When you find the line that contains "Locate every instance of the red", restate it and all lines after it exactly, stopping at the end of the material.

-------- GIVEN ENTRIES --------

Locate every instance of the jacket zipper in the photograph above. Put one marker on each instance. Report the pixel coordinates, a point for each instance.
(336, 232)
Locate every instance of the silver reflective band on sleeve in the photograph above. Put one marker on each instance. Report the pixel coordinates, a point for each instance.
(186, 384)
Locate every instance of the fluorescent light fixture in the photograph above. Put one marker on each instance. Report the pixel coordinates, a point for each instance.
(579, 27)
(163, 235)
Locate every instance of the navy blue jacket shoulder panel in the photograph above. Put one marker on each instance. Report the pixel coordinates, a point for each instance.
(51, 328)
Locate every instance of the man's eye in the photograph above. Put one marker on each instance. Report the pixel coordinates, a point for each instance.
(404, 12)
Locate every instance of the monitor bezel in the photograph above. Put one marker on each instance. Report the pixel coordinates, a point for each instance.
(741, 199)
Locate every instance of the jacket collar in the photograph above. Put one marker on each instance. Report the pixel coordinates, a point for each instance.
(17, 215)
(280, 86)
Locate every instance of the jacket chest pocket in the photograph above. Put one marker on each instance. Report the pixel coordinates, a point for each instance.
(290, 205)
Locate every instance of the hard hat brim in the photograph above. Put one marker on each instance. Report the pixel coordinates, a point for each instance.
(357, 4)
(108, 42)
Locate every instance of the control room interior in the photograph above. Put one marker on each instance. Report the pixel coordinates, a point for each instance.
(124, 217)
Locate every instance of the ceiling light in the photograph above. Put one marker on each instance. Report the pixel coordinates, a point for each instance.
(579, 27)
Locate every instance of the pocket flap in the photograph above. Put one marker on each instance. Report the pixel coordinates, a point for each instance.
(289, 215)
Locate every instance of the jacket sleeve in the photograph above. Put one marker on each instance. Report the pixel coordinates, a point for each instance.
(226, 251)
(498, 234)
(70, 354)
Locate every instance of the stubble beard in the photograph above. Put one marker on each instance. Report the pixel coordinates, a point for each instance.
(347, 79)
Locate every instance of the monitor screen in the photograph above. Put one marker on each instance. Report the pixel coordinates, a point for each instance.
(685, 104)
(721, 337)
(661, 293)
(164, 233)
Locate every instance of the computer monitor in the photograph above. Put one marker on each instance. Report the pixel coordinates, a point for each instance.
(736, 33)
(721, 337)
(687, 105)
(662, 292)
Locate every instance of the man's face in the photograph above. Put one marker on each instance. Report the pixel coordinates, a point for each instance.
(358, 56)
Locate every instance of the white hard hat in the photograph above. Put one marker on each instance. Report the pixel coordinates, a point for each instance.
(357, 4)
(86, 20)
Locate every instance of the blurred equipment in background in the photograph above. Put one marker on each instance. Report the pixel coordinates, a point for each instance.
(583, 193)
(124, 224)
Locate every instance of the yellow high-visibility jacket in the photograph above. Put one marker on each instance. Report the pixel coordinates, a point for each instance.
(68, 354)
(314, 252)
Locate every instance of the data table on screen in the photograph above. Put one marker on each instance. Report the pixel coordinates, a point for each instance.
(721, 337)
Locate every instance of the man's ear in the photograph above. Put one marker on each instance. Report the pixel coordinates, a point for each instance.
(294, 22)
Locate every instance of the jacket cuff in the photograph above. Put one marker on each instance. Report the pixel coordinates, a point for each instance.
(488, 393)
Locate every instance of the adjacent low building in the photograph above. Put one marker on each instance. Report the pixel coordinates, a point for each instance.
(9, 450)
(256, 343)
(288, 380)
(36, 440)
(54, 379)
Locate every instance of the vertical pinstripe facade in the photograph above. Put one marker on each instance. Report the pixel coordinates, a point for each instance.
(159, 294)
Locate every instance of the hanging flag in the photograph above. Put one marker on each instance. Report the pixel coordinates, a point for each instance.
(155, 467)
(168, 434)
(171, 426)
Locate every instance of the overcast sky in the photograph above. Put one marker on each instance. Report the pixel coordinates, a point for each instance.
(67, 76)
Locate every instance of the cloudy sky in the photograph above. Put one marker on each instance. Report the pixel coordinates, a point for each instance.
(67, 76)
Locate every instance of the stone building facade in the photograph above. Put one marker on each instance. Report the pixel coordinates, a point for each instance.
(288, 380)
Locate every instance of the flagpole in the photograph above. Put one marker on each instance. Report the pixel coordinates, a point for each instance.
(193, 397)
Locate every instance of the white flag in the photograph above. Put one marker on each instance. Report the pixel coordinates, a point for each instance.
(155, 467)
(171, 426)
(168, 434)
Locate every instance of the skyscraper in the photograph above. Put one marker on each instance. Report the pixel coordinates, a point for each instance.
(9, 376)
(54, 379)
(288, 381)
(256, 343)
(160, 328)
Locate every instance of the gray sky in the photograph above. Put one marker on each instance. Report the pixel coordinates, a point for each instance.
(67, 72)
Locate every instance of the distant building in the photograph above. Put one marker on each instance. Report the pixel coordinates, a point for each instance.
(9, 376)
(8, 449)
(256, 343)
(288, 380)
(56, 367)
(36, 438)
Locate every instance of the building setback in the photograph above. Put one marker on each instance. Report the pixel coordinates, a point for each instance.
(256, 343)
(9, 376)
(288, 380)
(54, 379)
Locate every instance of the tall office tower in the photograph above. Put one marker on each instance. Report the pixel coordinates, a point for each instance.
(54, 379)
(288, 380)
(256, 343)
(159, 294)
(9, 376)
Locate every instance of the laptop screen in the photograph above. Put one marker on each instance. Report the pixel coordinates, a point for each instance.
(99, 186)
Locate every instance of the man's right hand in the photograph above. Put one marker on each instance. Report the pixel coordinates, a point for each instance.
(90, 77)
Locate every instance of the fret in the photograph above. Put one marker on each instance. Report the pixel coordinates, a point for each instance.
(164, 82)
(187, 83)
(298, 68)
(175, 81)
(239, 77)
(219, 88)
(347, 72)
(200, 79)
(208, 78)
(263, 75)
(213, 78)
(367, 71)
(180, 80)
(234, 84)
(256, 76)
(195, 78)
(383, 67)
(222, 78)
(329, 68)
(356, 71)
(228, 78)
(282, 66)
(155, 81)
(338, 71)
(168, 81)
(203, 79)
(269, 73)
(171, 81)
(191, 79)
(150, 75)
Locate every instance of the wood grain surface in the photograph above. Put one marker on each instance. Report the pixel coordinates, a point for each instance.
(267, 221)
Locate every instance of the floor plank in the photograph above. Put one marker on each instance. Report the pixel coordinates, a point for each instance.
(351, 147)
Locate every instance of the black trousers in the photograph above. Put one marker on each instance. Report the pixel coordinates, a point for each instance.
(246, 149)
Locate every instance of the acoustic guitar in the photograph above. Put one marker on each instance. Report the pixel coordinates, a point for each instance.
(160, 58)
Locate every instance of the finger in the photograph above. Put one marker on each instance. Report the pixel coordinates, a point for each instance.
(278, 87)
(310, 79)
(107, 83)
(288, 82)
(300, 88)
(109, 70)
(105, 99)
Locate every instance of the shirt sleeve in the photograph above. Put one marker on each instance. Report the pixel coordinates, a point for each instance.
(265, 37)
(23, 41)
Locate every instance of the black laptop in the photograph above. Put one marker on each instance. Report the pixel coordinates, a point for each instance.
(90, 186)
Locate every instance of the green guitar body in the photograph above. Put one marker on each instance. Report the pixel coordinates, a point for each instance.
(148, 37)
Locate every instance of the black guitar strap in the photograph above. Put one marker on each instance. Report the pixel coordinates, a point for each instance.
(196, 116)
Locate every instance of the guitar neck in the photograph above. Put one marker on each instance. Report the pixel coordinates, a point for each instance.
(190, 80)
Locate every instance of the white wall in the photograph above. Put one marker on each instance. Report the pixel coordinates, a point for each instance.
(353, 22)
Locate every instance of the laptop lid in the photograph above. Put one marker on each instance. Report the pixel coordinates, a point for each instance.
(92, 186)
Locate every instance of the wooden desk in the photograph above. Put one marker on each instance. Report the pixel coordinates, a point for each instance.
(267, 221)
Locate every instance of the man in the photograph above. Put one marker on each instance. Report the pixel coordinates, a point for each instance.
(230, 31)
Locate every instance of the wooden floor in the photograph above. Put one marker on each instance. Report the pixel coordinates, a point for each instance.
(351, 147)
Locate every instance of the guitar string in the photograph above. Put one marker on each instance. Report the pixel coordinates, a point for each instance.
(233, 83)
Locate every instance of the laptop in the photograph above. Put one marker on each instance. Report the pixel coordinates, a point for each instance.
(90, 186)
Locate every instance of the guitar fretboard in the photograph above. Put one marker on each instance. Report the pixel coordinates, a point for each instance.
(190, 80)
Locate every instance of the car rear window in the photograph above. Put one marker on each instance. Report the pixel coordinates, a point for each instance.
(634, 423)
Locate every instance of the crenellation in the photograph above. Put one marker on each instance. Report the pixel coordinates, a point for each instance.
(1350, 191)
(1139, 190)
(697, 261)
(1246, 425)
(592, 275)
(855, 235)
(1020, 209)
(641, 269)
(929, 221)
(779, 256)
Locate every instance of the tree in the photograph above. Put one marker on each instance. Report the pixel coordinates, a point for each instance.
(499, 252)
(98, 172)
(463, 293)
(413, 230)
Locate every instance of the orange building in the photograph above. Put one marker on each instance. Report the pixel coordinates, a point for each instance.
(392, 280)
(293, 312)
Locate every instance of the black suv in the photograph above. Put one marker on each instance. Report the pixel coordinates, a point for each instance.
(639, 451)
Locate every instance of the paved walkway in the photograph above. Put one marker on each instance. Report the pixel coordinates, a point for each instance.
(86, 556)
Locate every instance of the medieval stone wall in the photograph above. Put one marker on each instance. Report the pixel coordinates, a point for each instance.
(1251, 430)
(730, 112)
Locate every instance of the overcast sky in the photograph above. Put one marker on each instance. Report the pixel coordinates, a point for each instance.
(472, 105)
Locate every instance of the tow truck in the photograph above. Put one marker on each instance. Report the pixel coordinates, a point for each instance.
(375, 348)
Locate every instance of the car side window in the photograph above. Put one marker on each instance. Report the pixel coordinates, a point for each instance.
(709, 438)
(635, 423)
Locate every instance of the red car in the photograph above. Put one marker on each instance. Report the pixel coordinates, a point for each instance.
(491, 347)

--------

▶ [TASK ANSWER]:
Locate every instance of the red car in the photograph above. Put one marker on each instance. Report the pixel coordinates, a point for each instance.
(491, 347)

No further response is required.